GIVEN PASSAGE »
Begin
Monday, December 8, 2014

A Sobering Anniversary



By Roy C. Smith

Amid the holiday bubbly, some will recall that 25 years ago, on December 29, the Nikkei index stood at 38,916, its all-time high. What happened next has sobering lessons for China. The bubble burst in a most non-festive fashion – and it had been inflated by government efforts to stave off exactly the problem that besets China today.
The Japanese babaru keizai, or “bubble economy”, of the 1980s resulted from efforts to sustain the “miracle growth” that began in the 1950s and won Japan its reputation as an economic superpower. After two decades of export-fueled growth, in the middle of the 1970s, Japan had started slowing towards a world average growth rate. Japanese officials sought to counter the trend with large amounts of easy money.
The ensuing “excess liquidity”, which reached 5.5% of GDP in 1986 and 1987, did not pass into goods and services as inflation but into rising prices of stocks and real estate. At the market’s peak, stocks in the Nikkei index traded at an average of 70 times earnings. Japanese institutions, corporations and households (and many foreign investors) all bought these assets, very often with borrowed money, because of their belief in the limitless sustainability of Japanese economic success. The Nikkei index rose six-fold in the 1980s, compared with a three-fold increase in the US stock market.
Then came the crash. As the Nikkei dropped 63% to a low of 14,309 in 1992, it sucked the value out of all other financial assets and collapsed the financial system that had taken the assets as collateral. The Nikkei continued to slide for 17 years, reaching a low of 7,055 in 2009.
Though the bursting of the Japanese bubble was nastier than most, bubbles do come and go. What is most frightening about the Japanese experience is the extent to which the confidence of the Japanese people in their economy was destroyed. Despite 25 years of Keynesian stimulus programs (that have pushed Japan’s government debt to GDP ratio from 50% in 1989 to 250%, the highest in the world), and a decade of zero-interest rate monetary policy, Japan’s average annual growth rate since 1990 has been scarcely above zero.
China is the “miracle economy” of today. It has much in common with the centralized, export-led economy of Japan before 1990. And it is vulnerable to similar sorts of asset bubbles that can devastate its economic momentum and progress.
End
WHAT TO WORK ON »
(1) Using the essay on Japan's bubble economy, decide whether each statement agrees with it. Answer yes or no and quote the words that settle each one. (a) Japan's excess liquidity reached 5.5% of GDP in 1986 and 1987. (b) The Nikkei index rose three-fold in the 1980s. (c) Japan's government debt was 250% of GDP in 1989.
(2) Write a continuation of the essay on Japan's bubble economy, starting right after its final sentence about China.
The entries that come next are separate material with no connection to the essay on Japan's bubble economy.

GIVEN ENTRIES »
Begin
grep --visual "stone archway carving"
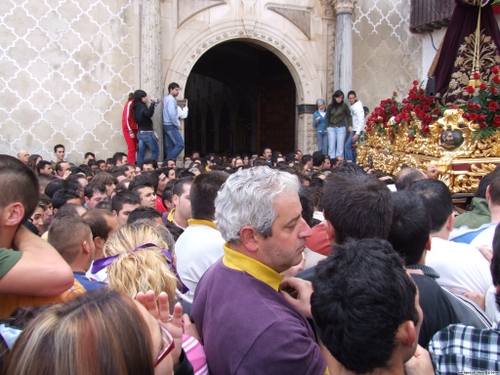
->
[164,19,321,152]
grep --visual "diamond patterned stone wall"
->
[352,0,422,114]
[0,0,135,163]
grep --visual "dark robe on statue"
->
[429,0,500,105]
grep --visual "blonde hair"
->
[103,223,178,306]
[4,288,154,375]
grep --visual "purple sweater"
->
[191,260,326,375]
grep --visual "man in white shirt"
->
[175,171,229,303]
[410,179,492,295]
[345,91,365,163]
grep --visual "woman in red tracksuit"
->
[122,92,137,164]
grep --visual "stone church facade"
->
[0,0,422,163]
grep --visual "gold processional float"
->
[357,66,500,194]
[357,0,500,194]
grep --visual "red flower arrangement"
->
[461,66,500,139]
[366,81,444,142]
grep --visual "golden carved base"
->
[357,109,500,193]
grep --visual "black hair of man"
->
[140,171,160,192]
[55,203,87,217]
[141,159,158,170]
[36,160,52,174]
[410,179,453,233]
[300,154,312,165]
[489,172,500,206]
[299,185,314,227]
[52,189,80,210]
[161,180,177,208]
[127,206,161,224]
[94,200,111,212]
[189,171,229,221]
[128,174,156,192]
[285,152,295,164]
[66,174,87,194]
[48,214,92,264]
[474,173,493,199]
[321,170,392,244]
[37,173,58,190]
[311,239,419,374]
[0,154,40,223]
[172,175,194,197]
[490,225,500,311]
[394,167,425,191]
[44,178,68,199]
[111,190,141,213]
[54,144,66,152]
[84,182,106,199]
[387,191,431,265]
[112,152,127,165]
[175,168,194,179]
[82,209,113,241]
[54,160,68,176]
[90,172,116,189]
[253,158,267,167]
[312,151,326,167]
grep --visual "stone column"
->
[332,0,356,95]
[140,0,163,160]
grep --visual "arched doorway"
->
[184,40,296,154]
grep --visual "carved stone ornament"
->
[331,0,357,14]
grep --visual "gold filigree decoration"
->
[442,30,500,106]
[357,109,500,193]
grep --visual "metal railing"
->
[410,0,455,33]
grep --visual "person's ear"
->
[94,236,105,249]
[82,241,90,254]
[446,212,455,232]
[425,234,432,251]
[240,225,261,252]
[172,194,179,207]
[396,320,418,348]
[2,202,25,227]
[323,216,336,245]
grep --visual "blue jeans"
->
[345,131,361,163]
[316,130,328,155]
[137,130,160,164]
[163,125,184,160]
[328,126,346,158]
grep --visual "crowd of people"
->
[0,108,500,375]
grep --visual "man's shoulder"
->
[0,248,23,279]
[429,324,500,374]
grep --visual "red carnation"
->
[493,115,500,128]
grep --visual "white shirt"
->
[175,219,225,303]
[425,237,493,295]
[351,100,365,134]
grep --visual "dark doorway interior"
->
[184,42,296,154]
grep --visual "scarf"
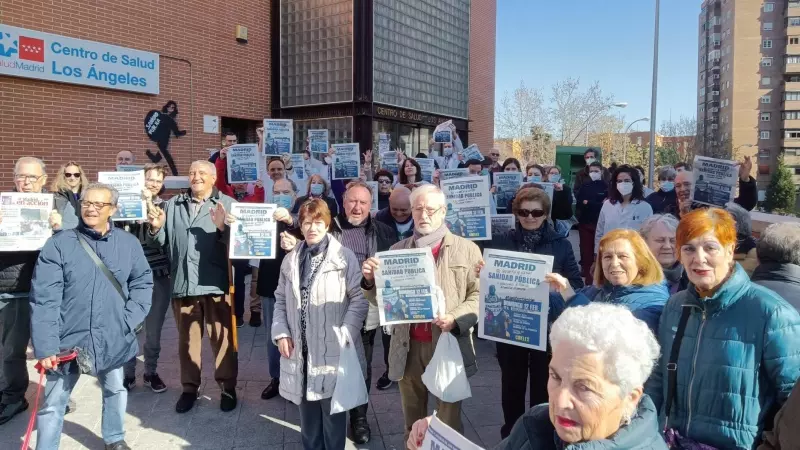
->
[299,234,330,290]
End
Begin
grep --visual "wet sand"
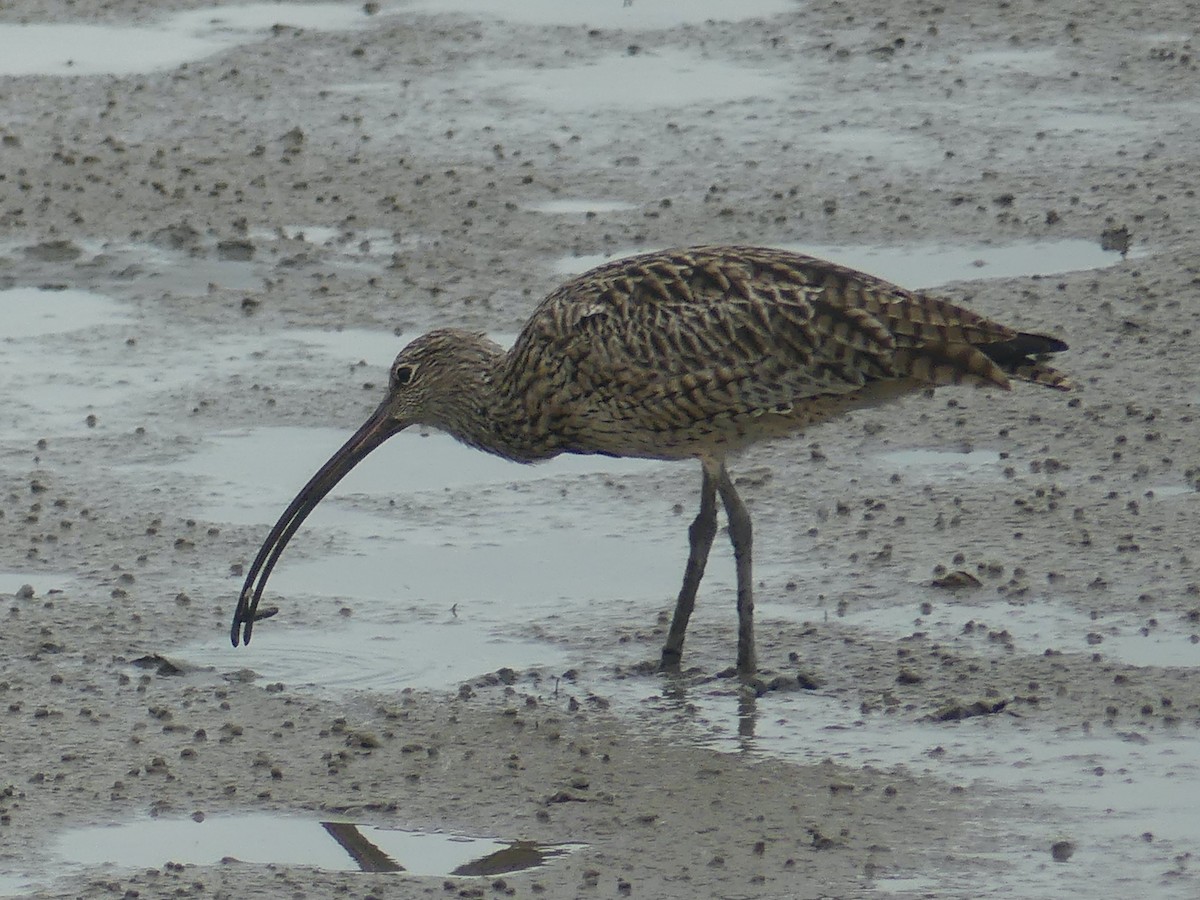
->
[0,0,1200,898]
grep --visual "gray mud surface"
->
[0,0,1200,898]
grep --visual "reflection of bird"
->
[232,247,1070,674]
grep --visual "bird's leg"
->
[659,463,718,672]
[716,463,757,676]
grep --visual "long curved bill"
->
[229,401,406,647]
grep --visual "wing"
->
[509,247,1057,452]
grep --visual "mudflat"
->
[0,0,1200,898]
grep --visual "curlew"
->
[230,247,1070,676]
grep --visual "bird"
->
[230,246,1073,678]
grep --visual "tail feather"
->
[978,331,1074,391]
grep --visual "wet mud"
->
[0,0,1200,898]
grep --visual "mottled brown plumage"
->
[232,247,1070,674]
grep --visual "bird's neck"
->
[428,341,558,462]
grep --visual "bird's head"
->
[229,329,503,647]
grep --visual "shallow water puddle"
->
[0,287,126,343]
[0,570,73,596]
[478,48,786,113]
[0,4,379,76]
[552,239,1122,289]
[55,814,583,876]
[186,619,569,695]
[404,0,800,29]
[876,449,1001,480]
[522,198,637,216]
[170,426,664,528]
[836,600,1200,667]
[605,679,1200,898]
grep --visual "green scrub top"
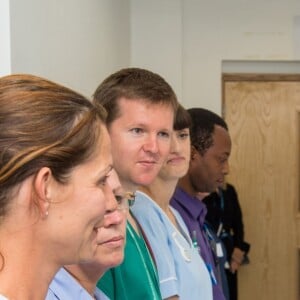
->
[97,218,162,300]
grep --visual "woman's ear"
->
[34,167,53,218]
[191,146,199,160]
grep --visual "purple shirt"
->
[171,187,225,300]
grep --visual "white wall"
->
End
Begin
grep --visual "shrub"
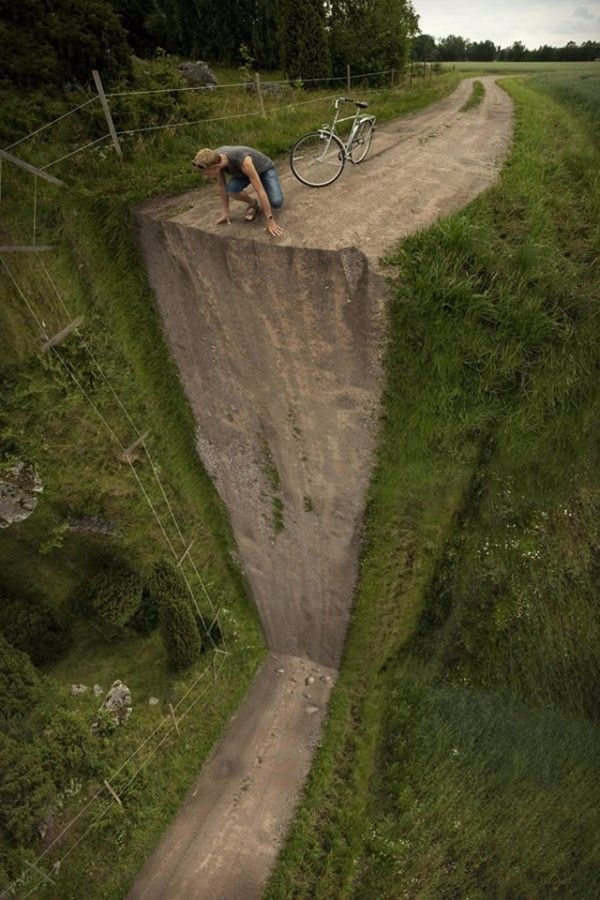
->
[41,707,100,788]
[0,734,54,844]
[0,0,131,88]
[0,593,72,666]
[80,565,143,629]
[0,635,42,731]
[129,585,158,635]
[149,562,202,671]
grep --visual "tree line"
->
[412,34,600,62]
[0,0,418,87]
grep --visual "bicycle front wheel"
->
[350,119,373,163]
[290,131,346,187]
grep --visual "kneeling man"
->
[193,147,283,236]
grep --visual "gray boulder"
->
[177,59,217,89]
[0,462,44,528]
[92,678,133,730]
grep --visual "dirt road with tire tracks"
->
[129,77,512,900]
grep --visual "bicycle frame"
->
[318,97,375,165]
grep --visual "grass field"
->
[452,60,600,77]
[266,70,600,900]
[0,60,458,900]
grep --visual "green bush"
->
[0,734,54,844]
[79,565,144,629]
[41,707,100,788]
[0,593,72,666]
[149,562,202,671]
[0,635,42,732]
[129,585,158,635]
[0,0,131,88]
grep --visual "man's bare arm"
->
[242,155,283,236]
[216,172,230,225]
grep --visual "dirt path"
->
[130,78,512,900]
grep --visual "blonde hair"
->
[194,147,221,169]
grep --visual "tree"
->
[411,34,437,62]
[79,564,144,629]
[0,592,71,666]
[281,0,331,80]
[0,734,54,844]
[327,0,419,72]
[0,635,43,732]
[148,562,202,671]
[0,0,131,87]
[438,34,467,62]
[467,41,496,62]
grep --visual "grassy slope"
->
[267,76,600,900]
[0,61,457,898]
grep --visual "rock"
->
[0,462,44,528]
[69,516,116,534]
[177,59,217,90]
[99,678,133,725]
End
IN RESPONSE »
(1)
(a) Yes: "which reached 5.5% of GDP in 1986 and 1987"
(b) No: "The Nikkei index rose six-fold in the 1980s, compared with a three-fold increase in the US stock market."
(c) No: "from 50% in 1989 to 250%"

(2)
Indeed, China was just getting started when the Japanese market blew up. Though China’s slow but steady opening up to Western markets was set back for a couple of years by the Tiananmen Square massacre – seven months before the 1989 Nikkei crash – Deng Xiaoping’s persistence in discarding Communism for “socialism with Chinese characteristics” led to 20 years of growth at an average rate of 9.5%
China’s basic economic strategy was the same as Japan’s: use a tightly controlled banking system to leverage the country’s high savings rate to finance plants and equipment that can manufacture high-quality, low-cost goods to be sold abroad for foreign exchange. Force overseas companies wanting access to the Chinese market to provide foreign direct investment and the latest technology, and gradually move manufactured products up the technology curve. Open and liberalize stock markets, privatize state-owned companies and let the world buy into the show as China breaks through (as it has) to become the world’s largest economy based on purchase-power parity.
The Shanghai Stock Exchange Index rose gradually after reopening in 1990 from 1,000 to 2,000 in 2001, after which, reflecting world equity markets, it slumped to about 1,500 in 2004. Then it jumped four-fold to 6,000 in 2007, only to be brought back to the 2,000 level after 2008. The index has not grown much since – losses may have driven away early believers, deflecting speculative demand into real estate. China’s stock market still lacks a broad institutional base of pension funds, insurance companies and mutual funds. As these develop, the demand for stocks will increase substantially. Today, China’s combined stockmarket capitalisation is about the same as Japan’s.
But, after 25 years, China’s growth rate is slowing and creating political headaches for its new government. Much of the slowdown reflects low growth in China’s exports but some is because of rising wages and operating costs in China, where economic and social expectations have risen. Disappointment in these expectations, or with local or regional political factors, may have been behind the 180,000 incidents of social unrest in 2010, estimated by The Economist.
China’s existential problem is that if economic growth drops below 7% or 8%, factory closings, unemployment and social demands could threaten Party control. Growth is likely to be 7.4% or less this year (down from 12% in 2010), so the government is trying hard to reverse the trend.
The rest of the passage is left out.